§ **EXERCISE OBJECTIVE**:
Whatever runs from the line with "[[[117,183],[162,188],[230,176],[200,88],[150,83]]]" to the end of the records below must be copied exactly, with nothing else included.

+ + +

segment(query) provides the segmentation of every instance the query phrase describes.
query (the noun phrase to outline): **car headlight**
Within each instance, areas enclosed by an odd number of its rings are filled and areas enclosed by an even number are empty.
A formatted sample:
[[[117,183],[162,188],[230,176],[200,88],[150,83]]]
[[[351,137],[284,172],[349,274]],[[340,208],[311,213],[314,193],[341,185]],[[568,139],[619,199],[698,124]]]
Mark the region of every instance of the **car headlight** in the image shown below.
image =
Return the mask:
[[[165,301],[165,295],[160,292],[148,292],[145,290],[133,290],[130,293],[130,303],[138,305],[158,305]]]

+ + +

§ **TASK RESPONSE**:
[[[117,183],[162,188],[230,176],[200,88],[150,83]]]
[[[351,137],[284,172],[349,274]],[[340,208],[311,213],[314,193],[341,185]],[[568,139],[619,199],[698,124]]]
Mark the region of every instance of the **car headlight** in the image shown below.
image =
Return the mask:
[[[165,301],[165,295],[160,292],[148,292],[145,290],[133,290],[130,293],[130,303],[138,305],[158,305]]]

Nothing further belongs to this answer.